━━━━━ Document section ━━━━━

This is the **mirror image** of the existing capture path. Capture is `input → ffmpeg encode → S3`. Playout is `S3 asset → engine → output`. We reuse three things wholesale:
1. **Cluster node + capability model** — nodes already advertise DeckLink/Deltacast/GPU in `cluster_nodes.capabilities`; channels are placed on nodes that have a free output port, exactly as recorders claim input ports.
2. **Sidecar orchestration** — mam-api spawns containers via the local Docker socket or the remote `node-agent /sidecar/start`. A CasparCG channel is just a different sidecar image.
3. **Scheduler tick + PG advisory lock**`src/scheduler.js` already runs a single-leader tick over a schedule table. Phase B's wall-clock channel reuses this pattern.

━━━━━ Extracted entries ━━━━━

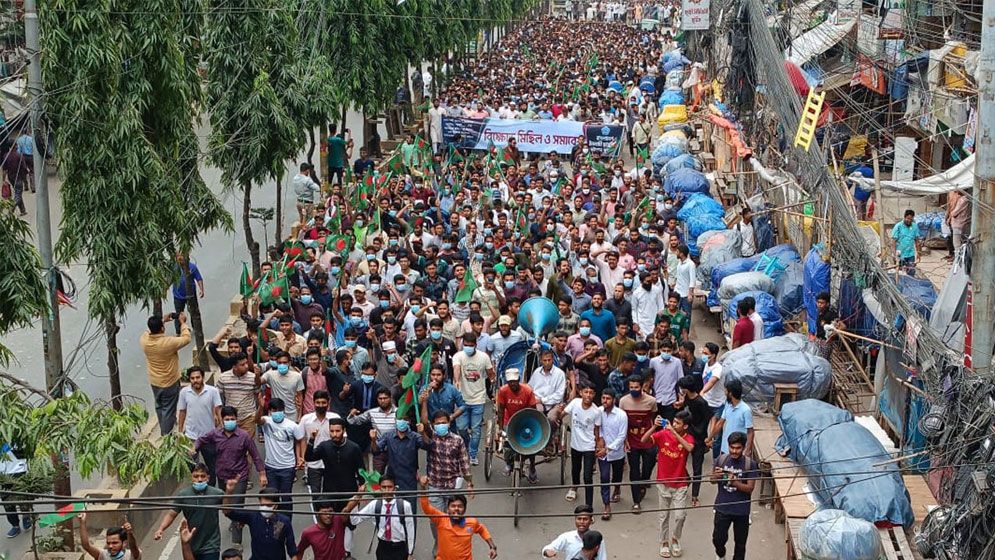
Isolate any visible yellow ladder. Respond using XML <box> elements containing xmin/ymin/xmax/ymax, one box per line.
<box><xmin>795</xmin><ymin>89</ymin><xmax>826</xmax><ymax>151</ymax></box>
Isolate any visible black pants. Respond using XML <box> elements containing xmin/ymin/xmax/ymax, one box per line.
<box><xmin>712</xmin><ymin>512</ymin><xmax>750</xmax><ymax>560</ymax></box>
<box><xmin>570</xmin><ymin>448</ymin><xmax>594</xmax><ymax>506</ymax></box>
<box><xmin>377</xmin><ymin>539</ymin><xmax>408</xmax><ymax>560</ymax></box>
<box><xmin>691</xmin><ymin>443</ymin><xmax>708</xmax><ymax>498</ymax></box>
<box><xmin>629</xmin><ymin>446</ymin><xmax>656</xmax><ymax>504</ymax></box>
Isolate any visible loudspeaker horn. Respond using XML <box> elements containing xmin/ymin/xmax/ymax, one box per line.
<box><xmin>506</xmin><ymin>408</ymin><xmax>552</xmax><ymax>455</ymax></box>
<box><xmin>518</xmin><ymin>297</ymin><xmax>560</xmax><ymax>338</ymax></box>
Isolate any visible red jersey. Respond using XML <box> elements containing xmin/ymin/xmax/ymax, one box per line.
<box><xmin>732</xmin><ymin>317</ymin><xmax>753</xmax><ymax>348</ymax></box>
<box><xmin>497</xmin><ymin>383</ymin><xmax>539</xmax><ymax>426</ymax></box>
<box><xmin>653</xmin><ymin>428</ymin><xmax>694</xmax><ymax>488</ymax></box>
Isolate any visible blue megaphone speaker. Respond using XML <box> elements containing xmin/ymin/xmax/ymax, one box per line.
<box><xmin>518</xmin><ymin>297</ymin><xmax>560</xmax><ymax>338</ymax></box>
<box><xmin>506</xmin><ymin>406</ymin><xmax>553</xmax><ymax>455</ymax></box>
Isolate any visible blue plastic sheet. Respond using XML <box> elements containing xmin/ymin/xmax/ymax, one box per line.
<box><xmin>774</xmin><ymin>262</ymin><xmax>805</xmax><ymax>317</ymax></box>
<box><xmin>663</xmin><ymin>168</ymin><xmax>711</xmax><ymax>195</ymax></box>
<box><xmin>677</xmin><ymin>193</ymin><xmax>726</xmax><ymax>220</ymax></box>
<box><xmin>726</xmin><ymin>291</ymin><xmax>784</xmax><ymax>338</ymax></box>
<box><xmin>777</xmin><ymin>399</ymin><xmax>915</xmax><ymax>526</ymax></box>
<box><xmin>803</xmin><ymin>243</ymin><xmax>831</xmax><ymax>334</ymax></box>
<box><xmin>663</xmin><ymin>154</ymin><xmax>702</xmax><ymax>174</ymax></box>
<box><xmin>706</xmin><ymin>243</ymin><xmax>801</xmax><ymax>307</ymax></box>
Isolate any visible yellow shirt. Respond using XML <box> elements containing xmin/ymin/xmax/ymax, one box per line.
<box><xmin>139</xmin><ymin>325</ymin><xmax>190</xmax><ymax>387</ymax></box>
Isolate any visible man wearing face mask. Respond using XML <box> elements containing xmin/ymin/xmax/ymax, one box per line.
<box><xmin>152</xmin><ymin>463</ymin><xmax>225</xmax><ymax>558</ymax></box>
<box><xmin>256</xmin><ymin>398</ymin><xmax>304</xmax><ymax>517</ymax></box>
<box><xmin>194</xmin><ymin>406</ymin><xmax>268</xmax><ymax>544</ymax></box>
<box><xmin>76</xmin><ymin>511</ymin><xmax>142</xmax><ymax>560</ymax></box>
<box><xmin>222</xmin><ymin>480</ymin><xmax>297</xmax><ymax>558</ymax></box>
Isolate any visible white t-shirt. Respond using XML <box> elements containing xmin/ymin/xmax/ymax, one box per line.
<box><xmin>298</xmin><ymin>410</ymin><xmax>341</xmax><ymax>469</ymax></box>
<box><xmin>563</xmin><ymin>397</ymin><xmax>601</xmax><ymax>451</ymax></box>
<box><xmin>453</xmin><ymin>348</ymin><xmax>494</xmax><ymax>404</ymax></box>
<box><xmin>176</xmin><ymin>385</ymin><xmax>221</xmax><ymax>441</ymax></box>
<box><xmin>262</xmin><ymin>416</ymin><xmax>304</xmax><ymax>469</ymax></box>
<box><xmin>701</xmin><ymin>362</ymin><xmax>726</xmax><ymax>408</ymax></box>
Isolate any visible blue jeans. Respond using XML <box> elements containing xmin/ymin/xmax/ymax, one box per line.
<box><xmin>266</xmin><ymin>467</ymin><xmax>297</xmax><ymax>517</ymax></box>
<box><xmin>456</xmin><ymin>404</ymin><xmax>484</xmax><ymax>459</ymax></box>
<box><xmin>712</xmin><ymin>403</ymin><xmax>726</xmax><ymax>463</ymax></box>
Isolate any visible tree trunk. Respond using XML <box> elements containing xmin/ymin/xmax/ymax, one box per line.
<box><xmin>267</xmin><ymin>173</ymin><xmax>283</xmax><ymax>240</ymax></box>
<box><xmin>183</xmin><ymin>258</ymin><xmax>208</xmax><ymax>371</ymax></box>
<box><xmin>242</xmin><ymin>183</ymin><xmax>260</xmax><ymax>278</ymax></box>
<box><xmin>104</xmin><ymin>314</ymin><xmax>121</xmax><ymax>410</ymax></box>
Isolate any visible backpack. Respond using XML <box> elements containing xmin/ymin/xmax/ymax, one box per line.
<box><xmin>366</xmin><ymin>498</ymin><xmax>417</xmax><ymax>552</ymax></box>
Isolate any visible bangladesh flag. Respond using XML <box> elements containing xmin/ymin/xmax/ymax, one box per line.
<box><xmin>259</xmin><ymin>274</ymin><xmax>290</xmax><ymax>305</ymax></box>
<box><xmin>455</xmin><ymin>268</ymin><xmax>477</xmax><ymax>303</ymax></box>
<box><xmin>283</xmin><ymin>239</ymin><xmax>305</xmax><ymax>259</ymax></box>
<box><xmin>397</xmin><ymin>344</ymin><xmax>432</xmax><ymax>422</ymax></box>
<box><xmin>38</xmin><ymin>502</ymin><xmax>86</xmax><ymax>527</ymax></box>
<box><xmin>325</xmin><ymin>234</ymin><xmax>352</xmax><ymax>257</ymax></box>
<box><xmin>238</xmin><ymin>262</ymin><xmax>259</xmax><ymax>298</ymax></box>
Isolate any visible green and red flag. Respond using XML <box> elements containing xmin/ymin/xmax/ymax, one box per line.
<box><xmin>38</xmin><ymin>502</ymin><xmax>86</xmax><ymax>527</ymax></box>
<box><xmin>359</xmin><ymin>469</ymin><xmax>380</xmax><ymax>492</ymax></box>
<box><xmin>454</xmin><ymin>268</ymin><xmax>478</xmax><ymax>303</ymax></box>
<box><xmin>238</xmin><ymin>262</ymin><xmax>259</xmax><ymax>298</ymax></box>
<box><xmin>397</xmin><ymin>344</ymin><xmax>432</xmax><ymax>423</ymax></box>
<box><xmin>325</xmin><ymin>234</ymin><xmax>352</xmax><ymax>257</ymax></box>
<box><xmin>259</xmin><ymin>274</ymin><xmax>290</xmax><ymax>305</ymax></box>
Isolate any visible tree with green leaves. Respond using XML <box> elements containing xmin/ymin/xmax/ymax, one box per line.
<box><xmin>203</xmin><ymin>0</ymin><xmax>304</xmax><ymax>278</ymax></box>
<box><xmin>39</xmin><ymin>0</ymin><xmax>225</xmax><ymax>407</ymax></box>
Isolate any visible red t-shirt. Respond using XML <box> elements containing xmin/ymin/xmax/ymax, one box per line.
<box><xmin>732</xmin><ymin>317</ymin><xmax>753</xmax><ymax>348</ymax></box>
<box><xmin>653</xmin><ymin>428</ymin><xmax>694</xmax><ymax>488</ymax></box>
<box><xmin>297</xmin><ymin>515</ymin><xmax>349</xmax><ymax>560</ymax></box>
<box><xmin>497</xmin><ymin>383</ymin><xmax>539</xmax><ymax>426</ymax></box>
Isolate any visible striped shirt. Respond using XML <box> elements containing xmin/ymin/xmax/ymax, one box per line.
<box><xmin>217</xmin><ymin>370</ymin><xmax>256</xmax><ymax>422</ymax></box>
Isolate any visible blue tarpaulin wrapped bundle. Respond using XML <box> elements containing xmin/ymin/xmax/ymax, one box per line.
<box><xmin>802</xmin><ymin>243</ymin><xmax>831</xmax><ymax>334</ymax></box>
<box><xmin>774</xmin><ymin>262</ymin><xmax>805</xmax><ymax>317</ymax></box>
<box><xmin>726</xmin><ymin>291</ymin><xmax>784</xmax><ymax>338</ymax></box>
<box><xmin>776</xmin><ymin>400</ymin><xmax>915</xmax><ymax>527</ymax></box>
<box><xmin>684</xmin><ymin>214</ymin><xmax>726</xmax><ymax>257</ymax></box>
<box><xmin>663</xmin><ymin>154</ymin><xmax>702</xmax><ymax>174</ymax></box>
<box><xmin>707</xmin><ymin>243</ymin><xmax>801</xmax><ymax>307</ymax></box>
<box><xmin>696</xmin><ymin>229</ymin><xmax>743</xmax><ymax>290</ymax></box>
<box><xmin>721</xmin><ymin>333</ymin><xmax>833</xmax><ymax>403</ymax></box>
<box><xmin>677</xmin><ymin>193</ymin><xmax>726</xmax><ymax>222</ymax></box>
<box><xmin>798</xmin><ymin>509</ymin><xmax>882</xmax><ymax>560</ymax></box>
<box><xmin>663</xmin><ymin>168</ymin><xmax>711</xmax><ymax>195</ymax></box>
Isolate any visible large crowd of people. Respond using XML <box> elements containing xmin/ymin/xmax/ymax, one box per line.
<box><xmin>31</xmin><ymin>2</ymin><xmax>780</xmax><ymax>560</ymax></box>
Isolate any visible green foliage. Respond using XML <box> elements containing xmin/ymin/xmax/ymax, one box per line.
<box><xmin>0</xmin><ymin>384</ymin><xmax>191</xmax><ymax>489</ymax></box>
<box><xmin>0</xmin><ymin>208</ymin><xmax>49</xmax><ymax>366</ymax></box>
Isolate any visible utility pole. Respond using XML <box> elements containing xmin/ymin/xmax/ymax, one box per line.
<box><xmin>24</xmin><ymin>0</ymin><xmax>73</xmax><ymax>550</ymax></box>
<box><xmin>971</xmin><ymin>0</ymin><xmax>995</xmax><ymax>373</ymax></box>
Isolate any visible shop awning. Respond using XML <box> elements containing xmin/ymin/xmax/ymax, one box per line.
<box><xmin>784</xmin><ymin>14</ymin><xmax>856</xmax><ymax>66</ymax></box>
<box><xmin>849</xmin><ymin>154</ymin><xmax>974</xmax><ymax>196</ymax></box>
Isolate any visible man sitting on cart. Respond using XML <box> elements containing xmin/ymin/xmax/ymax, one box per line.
<box><xmin>495</xmin><ymin>368</ymin><xmax>539</xmax><ymax>484</ymax></box>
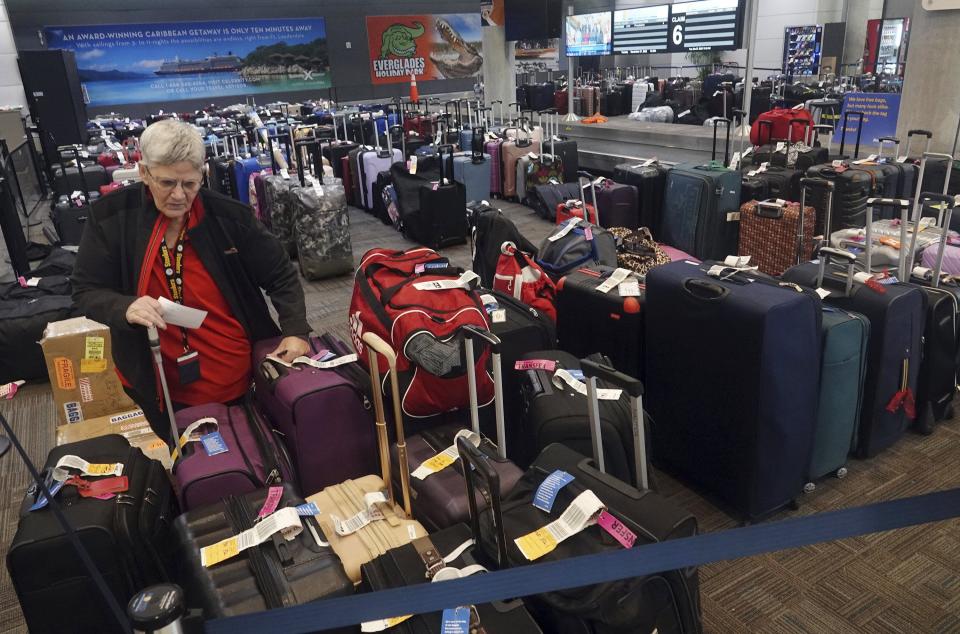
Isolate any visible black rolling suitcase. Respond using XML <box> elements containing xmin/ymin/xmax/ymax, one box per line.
<box><xmin>458</xmin><ymin>360</ymin><xmax>702</xmax><ymax>634</ymax></box>
<box><xmin>613</xmin><ymin>161</ymin><xmax>668</xmax><ymax>236</ymax></box>
<box><xmin>783</xmin><ymin>199</ymin><xmax>927</xmax><ymax>458</ymax></box>
<box><xmin>557</xmin><ymin>266</ymin><xmax>644</xmax><ymax>378</ymax></box>
<box><xmin>645</xmin><ymin>261</ymin><xmax>821</xmax><ymax>520</ymax></box>
<box><xmin>7</xmin><ymin>435</ymin><xmax>176</xmax><ymax>634</ymax></box>
<box><xmin>360</xmin><ymin>524</ymin><xmax>541</xmax><ymax>634</ymax></box>
<box><xmin>174</xmin><ymin>484</ymin><xmax>353</xmax><ymax>620</ymax></box>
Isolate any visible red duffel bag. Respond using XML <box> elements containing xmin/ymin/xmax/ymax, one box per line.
<box><xmin>350</xmin><ymin>248</ymin><xmax>493</xmax><ymax>418</ymax></box>
<box><xmin>750</xmin><ymin>108</ymin><xmax>814</xmax><ymax>145</ymax></box>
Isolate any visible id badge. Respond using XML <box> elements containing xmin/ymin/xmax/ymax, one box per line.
<box><xmin>177</xmin><ymin>350</ymin><xmax>200</xmax><ymax>385</ymax></box>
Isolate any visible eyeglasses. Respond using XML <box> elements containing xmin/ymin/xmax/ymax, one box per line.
<box><xmin>146</xmin><ymin>167</ymin><xmax>202</xmax><ymax>194</ymax></box>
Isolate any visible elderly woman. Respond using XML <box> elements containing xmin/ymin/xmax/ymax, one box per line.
<box><xmin>73</xmin><ymin>120</ymin><xmax>310</xmax><ymax>438</ymax></box>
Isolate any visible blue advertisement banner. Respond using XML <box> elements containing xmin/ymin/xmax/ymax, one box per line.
<box><xmin>833</xmin><ymin>92</ymin><xmax>900</xmax><ymax>145</ymax></box>
<box><xmin>44</xmin><ymin>18</ymin><xmax>331</xmax><ymax>106</ymax></box>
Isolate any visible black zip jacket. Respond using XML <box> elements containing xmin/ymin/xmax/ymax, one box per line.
<box><xmin>72</xmin><ymin>183</ymin><xmax>310</xmax><ymax>438</ymax></box>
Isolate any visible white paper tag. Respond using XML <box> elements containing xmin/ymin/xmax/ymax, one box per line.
<box><xmin>413</xmin><ymin>271</ymin><xmax>480</xmax><ymax>291</ymax></box>
<box><xmin>410</xmin><ymin>429</ymin><xmax>480</xmax><ymax>480</ymax></box>
<box><xmin>547</xmin><ymin>218</ymin><xmax>580</xmax><ymax>242</ymax></box>
<box><xmin>596</xmin><ymin>268</ymin><xmax>630</xmax><ymax>293</ymax></box>
<box><xmin>617</xmin><ymin>280</ymin><xmax>640</xmax><ymax>297</ymax></box>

━━━━━

**Request**:
Extend the design notes on the playout path past their final line.

**Written response**:
### Why CasparCG over ffmpeg-native
The capture stack proves we can drive ffmpeg + DeckLink. But playout's hard part is **gapless, frame-accurate, clean transitions between clips** — every clip boundary in an ffmpeg-per-clip model is a black flash unless we engineer a concat-feeder. CasparCG solves this natively: a channel is a persistent output with a playlist, hard/mix/wipe transitions, layered graphics/logo (CG), and DeckLink/NDI/SRT/RTMP consumers built in. We orchestrate it over **AMCP** (its TCP control protocol) instead of reinventing a feeder. Trade: a new dependency + container image, and media must be on a CasparCG-visible disk (§4).
---
## 1. Data Model
New migration `029-playout.sql`. Five tables.
### 1.1 `playout_channels`
A logical output. One channel → one engine instance → one output target.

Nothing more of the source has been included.